- **Task item**
Pull out of the data below the stretch of lines bounded by the one containing "Target: white court line" and the one containing "instance: [(17, 69)]", both bounds included, unchanged.

- **Dataset excerpts**
○ ○ ○ ○ ○
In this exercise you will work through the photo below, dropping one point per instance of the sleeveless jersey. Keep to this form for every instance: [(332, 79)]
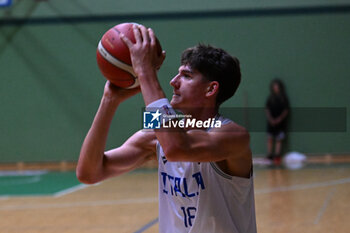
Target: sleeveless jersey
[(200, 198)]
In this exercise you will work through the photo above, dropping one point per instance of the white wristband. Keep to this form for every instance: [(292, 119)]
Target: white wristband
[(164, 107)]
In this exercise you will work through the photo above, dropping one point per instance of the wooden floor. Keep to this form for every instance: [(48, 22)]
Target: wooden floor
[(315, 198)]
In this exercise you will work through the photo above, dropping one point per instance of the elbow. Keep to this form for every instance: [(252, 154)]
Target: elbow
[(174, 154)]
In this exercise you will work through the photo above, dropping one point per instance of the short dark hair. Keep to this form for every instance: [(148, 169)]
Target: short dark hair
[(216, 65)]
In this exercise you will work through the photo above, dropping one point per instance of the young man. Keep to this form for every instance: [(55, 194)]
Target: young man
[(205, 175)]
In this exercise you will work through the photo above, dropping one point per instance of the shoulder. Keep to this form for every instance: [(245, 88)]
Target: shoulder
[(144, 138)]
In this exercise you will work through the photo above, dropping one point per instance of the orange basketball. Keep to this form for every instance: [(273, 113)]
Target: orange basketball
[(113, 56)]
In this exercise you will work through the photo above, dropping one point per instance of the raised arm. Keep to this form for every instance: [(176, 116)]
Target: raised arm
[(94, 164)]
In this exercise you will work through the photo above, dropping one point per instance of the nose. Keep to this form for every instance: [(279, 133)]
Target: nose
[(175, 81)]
○ ○ ○ ○ ○
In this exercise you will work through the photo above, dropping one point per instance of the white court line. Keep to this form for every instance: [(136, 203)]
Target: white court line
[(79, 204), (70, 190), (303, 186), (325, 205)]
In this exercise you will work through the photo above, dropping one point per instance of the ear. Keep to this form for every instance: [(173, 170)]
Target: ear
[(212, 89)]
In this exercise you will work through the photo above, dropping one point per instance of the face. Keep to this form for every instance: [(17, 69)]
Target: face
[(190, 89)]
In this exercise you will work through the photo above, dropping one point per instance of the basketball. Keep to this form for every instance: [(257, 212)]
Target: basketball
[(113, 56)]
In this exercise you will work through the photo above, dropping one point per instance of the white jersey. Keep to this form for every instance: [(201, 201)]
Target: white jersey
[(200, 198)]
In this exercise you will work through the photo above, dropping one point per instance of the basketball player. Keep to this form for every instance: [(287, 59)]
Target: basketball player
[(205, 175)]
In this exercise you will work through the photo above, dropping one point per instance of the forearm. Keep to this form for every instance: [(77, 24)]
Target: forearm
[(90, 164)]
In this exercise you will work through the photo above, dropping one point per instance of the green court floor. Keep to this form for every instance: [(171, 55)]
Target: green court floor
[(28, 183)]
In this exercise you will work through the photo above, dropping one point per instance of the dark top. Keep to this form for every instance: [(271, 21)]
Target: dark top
○ ○ ○ ○ ○
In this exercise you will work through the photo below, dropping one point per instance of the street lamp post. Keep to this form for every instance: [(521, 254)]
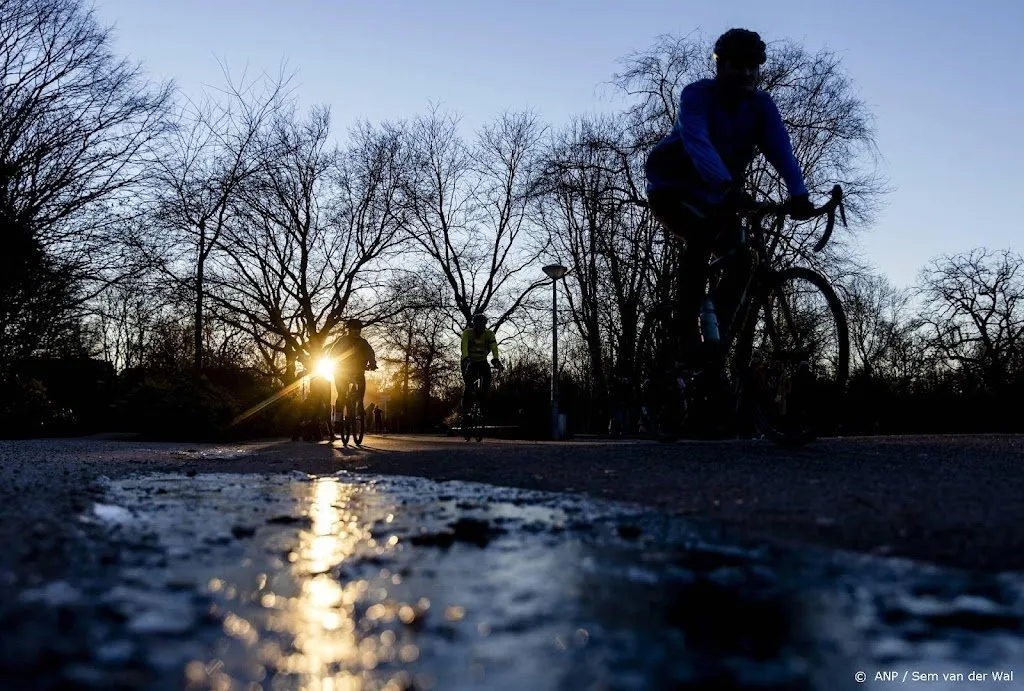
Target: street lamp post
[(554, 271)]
○ ○ ○ ○ ○
- **Result for this task**
Target: white court line
[(79, 204), (70, 190), (303, 186), (325, 205)]
In this exercise you will work through the photo above, dropping one point per instance of the ear. Keep to this form for every instance: [(173, 170)]
Target: ear
[(212, 89)]
In this exercise you will work through the photo above, dropping one point per instance of the face. Keep to this form for every instance: [(17, 69)]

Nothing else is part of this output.